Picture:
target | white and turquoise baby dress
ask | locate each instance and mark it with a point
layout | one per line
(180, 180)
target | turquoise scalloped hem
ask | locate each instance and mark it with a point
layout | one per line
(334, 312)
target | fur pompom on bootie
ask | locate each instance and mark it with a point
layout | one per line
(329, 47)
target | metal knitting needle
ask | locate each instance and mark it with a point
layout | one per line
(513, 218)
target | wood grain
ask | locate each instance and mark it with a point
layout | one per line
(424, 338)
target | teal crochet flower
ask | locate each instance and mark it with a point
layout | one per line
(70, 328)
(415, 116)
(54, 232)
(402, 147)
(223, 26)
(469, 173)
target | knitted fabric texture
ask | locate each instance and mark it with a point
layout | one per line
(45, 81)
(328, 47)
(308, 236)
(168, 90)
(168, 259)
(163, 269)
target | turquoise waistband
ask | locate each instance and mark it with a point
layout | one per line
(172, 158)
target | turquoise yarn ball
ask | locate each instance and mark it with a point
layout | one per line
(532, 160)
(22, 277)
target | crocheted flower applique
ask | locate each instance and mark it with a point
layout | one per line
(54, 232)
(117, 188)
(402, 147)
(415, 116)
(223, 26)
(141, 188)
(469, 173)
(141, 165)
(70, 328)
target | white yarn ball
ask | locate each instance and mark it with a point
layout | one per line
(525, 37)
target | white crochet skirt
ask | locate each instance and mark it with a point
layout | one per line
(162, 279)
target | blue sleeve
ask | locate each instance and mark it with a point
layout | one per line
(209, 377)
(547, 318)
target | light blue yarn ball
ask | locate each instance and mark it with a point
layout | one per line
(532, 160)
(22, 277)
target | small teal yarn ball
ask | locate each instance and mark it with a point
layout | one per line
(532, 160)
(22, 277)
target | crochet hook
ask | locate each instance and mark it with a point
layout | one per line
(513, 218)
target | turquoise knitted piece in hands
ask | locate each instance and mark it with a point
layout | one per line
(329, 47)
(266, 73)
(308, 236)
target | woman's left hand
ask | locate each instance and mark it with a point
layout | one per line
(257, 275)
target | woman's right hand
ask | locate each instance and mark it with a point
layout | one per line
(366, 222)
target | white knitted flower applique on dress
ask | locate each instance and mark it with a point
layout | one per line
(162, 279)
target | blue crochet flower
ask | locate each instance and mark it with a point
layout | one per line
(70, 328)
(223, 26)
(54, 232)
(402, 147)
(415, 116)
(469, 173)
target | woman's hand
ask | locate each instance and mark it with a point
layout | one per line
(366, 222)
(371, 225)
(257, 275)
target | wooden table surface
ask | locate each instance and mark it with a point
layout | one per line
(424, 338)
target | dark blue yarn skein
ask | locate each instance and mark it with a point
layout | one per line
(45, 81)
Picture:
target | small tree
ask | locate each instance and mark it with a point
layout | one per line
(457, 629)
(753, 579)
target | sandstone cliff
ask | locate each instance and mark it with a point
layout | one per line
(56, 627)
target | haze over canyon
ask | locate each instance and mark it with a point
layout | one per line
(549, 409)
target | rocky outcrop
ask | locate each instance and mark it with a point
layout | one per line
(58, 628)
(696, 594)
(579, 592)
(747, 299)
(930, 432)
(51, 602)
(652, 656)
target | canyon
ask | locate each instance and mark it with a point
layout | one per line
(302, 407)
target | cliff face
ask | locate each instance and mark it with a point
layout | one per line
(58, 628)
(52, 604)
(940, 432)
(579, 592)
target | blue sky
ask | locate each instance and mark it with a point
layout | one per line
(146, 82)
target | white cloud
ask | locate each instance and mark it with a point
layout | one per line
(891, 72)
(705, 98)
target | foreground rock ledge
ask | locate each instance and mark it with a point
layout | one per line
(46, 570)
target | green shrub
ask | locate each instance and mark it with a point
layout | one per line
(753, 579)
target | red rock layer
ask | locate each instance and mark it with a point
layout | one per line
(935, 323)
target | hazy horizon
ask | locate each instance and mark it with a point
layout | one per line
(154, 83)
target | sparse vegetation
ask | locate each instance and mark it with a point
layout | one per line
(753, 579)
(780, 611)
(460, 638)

### REQUIRED WORK
Print exactly the lines from the one with "target | dark blue yarn skein" through the end of the data, inclusive.

### RESPONSE BELOW
target | dark blue yarn skein
ask | locate each instance and mark it with a point
layout | one per line
(45, 81)
Picture:
target | small tree
ask | locate each instance and mark it with a point
layout | one per line
(457, 629)
(753, 579)
target | sandstone cliff
ask | locate each instance and mark it with a point
layout | one per line
(56, 627)
target | haze over canyon
ask | locate each instance and mark it with a point
layout | one per line
(549, 409)
target | rocky outcrop
ask | locate each instance and mark it with a point
layout | one per line
(58, 628)
(696, 594)
(579, 592)
(747, 299)
(930, 432)
(51, 602)
(652, 656)
target | canyon
ask | locate each instance and mark it with a point
layout | one per line
(302, 407)
target | cliff face
ask | locate each instance and mark it with a point
layout | one per line
(58, 628)
(52, 604)
(940, 432)
(579, 592)
target | blue sky
ask | locate each instance and mark it with a point
layout | one per line
(146, 82)
target | white cloud
ask | locate each instance and mark it with a point
layout | one per line
(891, 72)
(705, 98)
target | foreground rock ledge
ask | locate each instance and mark it with a point
layout | one per line
(46, 570)
target | green shrub
ask | locate each instance and mark it with a point
layout | one per line
(753, 579)
target | red rock layer
ask | locate each instance and mark it with a point
layout | one per line
(935, 323)
target | hazy horizon
ask | locate each instance and mark it with a point
layout | one per line
(154, 83)
target | sparse vegetation
ask | locate each instance and mark it with a point
layout | one per line
(753, 579)
(780, 611)
(460, 638)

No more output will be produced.